#### Given problem:
Answer these questions from the profile of Tish Chafin below.
1. Which high school did she graduate from?
2. In what year did she serve as President of the West Virginia State Bar?
3. Which political party is she listed under?

Letitia "Tish" Chafin

Party: Democratic
NOT Participating in Public Funding

After graduating from Brooke High School in the Northern Panhandle, Tish attended and graduated with honors from Marshall University and the WVU College of Law. Since 1996, she has practiced at a law firm in Southern West Virginia where she is the firm’s managing partner. She has experience in many different areas of law. In over fifteen years of practicing, she has represented both businesses and individuals in all levels from Magistrate Court to the West Virginia Supreme Court.

In 2010, Tish had the honor of serving as President of the West Virginia State Bar. During her year of service, she visited every courthouse in the State of West Virginia to meet with lawyers in every county in order to improve the legal profession in our State. She gained great perspective on the diversity of the State and the needs of our legal system during these visits. Ultimately, she realized that hard work, leadership, and listening to people allows us to accomplish more for the court system in West Virginia.

Tish has served on the boards of several non-profit organizations including the Marshall University Board of Governors, The Education Alliance Board and the Children’s Home Society Board.

She believes that justice is best served when our justices rule based on the merits of the case, not the identity of the parties. To Tish, that means that the courts should not favor criminal defendants over law enforcement and the victims of crime. She believes that consumers and employees have the same rights under the law as corporations and employees.

#### Record excerpts:
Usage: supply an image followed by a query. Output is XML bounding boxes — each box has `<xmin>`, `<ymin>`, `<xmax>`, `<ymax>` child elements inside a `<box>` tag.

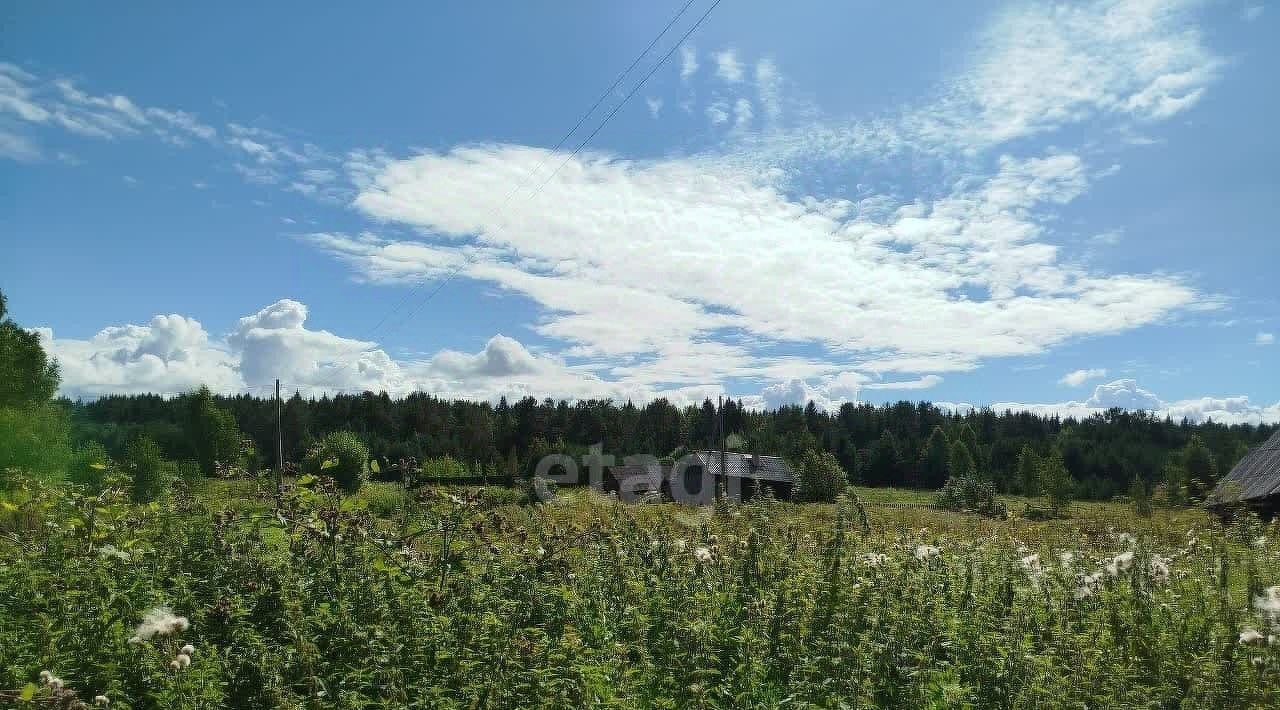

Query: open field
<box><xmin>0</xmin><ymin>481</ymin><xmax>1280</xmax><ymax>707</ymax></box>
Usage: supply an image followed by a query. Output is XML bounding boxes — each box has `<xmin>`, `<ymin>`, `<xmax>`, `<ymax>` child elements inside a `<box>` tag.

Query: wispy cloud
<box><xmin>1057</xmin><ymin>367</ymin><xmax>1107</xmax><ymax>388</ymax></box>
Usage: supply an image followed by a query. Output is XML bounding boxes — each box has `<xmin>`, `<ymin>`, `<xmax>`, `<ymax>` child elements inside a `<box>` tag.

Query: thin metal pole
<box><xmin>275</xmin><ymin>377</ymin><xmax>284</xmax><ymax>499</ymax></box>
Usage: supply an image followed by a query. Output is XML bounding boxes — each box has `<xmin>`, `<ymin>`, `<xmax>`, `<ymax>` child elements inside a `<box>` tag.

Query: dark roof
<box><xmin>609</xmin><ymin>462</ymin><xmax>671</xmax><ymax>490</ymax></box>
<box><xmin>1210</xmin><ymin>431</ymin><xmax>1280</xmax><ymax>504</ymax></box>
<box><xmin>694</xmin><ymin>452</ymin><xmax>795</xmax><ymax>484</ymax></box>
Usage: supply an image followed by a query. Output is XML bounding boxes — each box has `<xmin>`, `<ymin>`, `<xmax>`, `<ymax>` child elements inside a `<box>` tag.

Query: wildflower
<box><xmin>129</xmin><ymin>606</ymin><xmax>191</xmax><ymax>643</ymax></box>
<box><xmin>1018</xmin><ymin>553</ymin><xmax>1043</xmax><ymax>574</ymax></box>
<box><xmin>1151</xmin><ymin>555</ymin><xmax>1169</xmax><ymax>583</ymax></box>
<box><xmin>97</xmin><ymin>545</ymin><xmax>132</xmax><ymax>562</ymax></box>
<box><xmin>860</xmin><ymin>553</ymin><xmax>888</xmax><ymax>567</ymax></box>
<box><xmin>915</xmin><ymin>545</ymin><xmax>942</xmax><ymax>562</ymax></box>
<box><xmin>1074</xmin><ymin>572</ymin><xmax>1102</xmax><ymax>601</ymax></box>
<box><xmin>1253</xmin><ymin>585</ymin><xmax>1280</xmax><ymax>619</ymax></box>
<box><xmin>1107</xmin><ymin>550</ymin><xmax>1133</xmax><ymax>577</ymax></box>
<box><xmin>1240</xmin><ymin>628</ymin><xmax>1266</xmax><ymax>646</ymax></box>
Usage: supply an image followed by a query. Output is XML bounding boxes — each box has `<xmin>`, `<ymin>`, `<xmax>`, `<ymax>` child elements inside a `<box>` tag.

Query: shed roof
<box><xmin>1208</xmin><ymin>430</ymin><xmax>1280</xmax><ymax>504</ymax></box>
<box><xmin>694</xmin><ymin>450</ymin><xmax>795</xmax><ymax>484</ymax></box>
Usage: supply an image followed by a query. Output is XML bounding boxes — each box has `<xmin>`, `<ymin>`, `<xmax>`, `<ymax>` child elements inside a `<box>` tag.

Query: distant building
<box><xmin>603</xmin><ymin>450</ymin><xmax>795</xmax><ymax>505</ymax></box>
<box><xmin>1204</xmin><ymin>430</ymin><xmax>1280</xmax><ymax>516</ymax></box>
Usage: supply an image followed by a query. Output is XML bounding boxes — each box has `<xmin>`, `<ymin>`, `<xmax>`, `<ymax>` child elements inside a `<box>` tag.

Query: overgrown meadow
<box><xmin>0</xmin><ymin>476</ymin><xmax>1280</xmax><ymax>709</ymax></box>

#### Answer to this problem:
1. Brooke High School
2. 2010
3. Democratic